I am not sure how to respond to #3, as I am not clear what the difference between scenario 1 and 2 are... what is :"refined"? I am not aware of any legitimate solution that looks like scenario 2.

view this post on Zulip John Moehrke (Jan 18 2021 at 14:20):

  1. UMA is not what you have outlined in 2. I think... I think that in UMA case, one must start with the presumption that each interaction between a client and a server requires getting a new UMA ticket. There is no such thing as a ticket that is obviously useable by a client for multiple things. I don't think that the client ever knows this, as it just keeps trying to access, and the server either feels the UMA token is sufficient or requires a new token. Thus the refinement of the token meaning happens. Where the policies are simple, the refinement is likely coarse; where the patient has intricate policy needs, the refinement is much more fine grain. I think this is how it is intended to be used.
======
§ **Tasks for this exercise**
**A.** From the UMA discussion, extract the passage between "1. UMA is not" and "to be used.", inclusive.
**B.** In the UMA discussion, what presumption must one start with about each interaction between a client and a server?
======
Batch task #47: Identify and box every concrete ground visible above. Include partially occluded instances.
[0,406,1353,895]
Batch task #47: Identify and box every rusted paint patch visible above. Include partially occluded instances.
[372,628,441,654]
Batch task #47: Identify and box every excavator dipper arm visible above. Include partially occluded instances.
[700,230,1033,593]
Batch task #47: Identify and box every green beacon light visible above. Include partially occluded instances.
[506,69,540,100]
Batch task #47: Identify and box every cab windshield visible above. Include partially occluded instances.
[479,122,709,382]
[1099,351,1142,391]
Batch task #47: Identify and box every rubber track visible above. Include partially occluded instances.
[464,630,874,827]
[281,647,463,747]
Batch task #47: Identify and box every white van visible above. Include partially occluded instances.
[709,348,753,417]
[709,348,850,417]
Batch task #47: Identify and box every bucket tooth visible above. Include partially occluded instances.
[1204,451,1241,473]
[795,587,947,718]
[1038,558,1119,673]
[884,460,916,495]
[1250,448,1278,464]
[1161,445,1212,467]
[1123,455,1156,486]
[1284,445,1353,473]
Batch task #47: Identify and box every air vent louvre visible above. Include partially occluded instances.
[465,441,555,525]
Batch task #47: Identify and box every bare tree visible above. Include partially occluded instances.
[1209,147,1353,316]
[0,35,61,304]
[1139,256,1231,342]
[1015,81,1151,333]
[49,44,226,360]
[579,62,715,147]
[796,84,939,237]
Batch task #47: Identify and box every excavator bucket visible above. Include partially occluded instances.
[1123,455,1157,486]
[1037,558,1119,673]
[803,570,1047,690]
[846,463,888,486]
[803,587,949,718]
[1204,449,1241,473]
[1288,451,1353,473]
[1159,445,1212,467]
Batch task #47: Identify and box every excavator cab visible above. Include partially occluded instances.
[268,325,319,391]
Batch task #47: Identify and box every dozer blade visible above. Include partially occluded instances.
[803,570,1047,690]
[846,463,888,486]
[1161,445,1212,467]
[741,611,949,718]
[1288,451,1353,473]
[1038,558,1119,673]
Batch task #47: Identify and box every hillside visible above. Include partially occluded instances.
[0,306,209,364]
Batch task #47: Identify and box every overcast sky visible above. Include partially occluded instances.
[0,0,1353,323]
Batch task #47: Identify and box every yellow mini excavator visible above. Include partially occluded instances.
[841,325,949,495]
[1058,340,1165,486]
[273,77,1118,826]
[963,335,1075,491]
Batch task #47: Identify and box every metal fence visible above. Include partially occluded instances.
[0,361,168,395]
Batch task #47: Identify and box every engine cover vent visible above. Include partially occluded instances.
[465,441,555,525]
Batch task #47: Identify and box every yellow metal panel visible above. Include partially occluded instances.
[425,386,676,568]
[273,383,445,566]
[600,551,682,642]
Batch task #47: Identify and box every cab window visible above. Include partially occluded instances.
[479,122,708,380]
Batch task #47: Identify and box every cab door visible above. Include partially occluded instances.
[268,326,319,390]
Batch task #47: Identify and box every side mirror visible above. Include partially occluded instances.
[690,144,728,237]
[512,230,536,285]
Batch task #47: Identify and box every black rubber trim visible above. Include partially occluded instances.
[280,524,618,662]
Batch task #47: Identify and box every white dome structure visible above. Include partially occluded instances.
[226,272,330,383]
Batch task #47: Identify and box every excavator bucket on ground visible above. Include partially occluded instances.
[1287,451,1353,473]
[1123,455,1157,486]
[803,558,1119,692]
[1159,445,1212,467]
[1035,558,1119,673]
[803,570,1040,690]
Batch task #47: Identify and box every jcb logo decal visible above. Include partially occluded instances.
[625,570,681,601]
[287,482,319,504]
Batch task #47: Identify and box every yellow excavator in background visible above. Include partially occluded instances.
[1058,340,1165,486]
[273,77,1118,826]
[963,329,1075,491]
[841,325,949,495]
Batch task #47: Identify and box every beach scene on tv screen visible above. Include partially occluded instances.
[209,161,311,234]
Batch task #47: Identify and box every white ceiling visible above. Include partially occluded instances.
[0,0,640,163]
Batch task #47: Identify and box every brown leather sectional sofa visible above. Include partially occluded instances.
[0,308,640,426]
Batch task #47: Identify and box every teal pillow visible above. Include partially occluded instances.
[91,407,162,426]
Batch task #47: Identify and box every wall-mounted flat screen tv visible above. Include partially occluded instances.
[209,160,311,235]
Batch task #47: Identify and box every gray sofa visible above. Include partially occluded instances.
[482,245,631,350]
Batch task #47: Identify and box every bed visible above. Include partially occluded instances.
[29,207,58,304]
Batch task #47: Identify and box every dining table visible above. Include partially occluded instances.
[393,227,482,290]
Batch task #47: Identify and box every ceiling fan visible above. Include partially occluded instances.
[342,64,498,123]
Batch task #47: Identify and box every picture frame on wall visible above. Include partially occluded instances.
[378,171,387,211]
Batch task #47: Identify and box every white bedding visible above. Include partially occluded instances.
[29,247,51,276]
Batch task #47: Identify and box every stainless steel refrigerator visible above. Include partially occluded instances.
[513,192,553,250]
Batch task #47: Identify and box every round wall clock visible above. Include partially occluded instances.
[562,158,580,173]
======
§ **Answer section**
**A.**
1. UMA is not what you have outlined in 2. I think... I think that in UMA case, one must start with the presumption that each interaction between a client and a server requires getting a new UMA ticket. There is no such thing as a ticket that is obviously useable by a client for multiple things. I don't think that the client ever knows this, as it just keeps trying to access, and the server either feels the UMA token is sufficient or requires a new token. Thus the refinement of the token meaning happens. Where the policies are simple, the refinement is likely coarse; where the patient has intricate policy needs, the refinement is much more fine grain. I think this is how it is intended to be used.

**B.** Each interaction requires getting a new UMA ticket.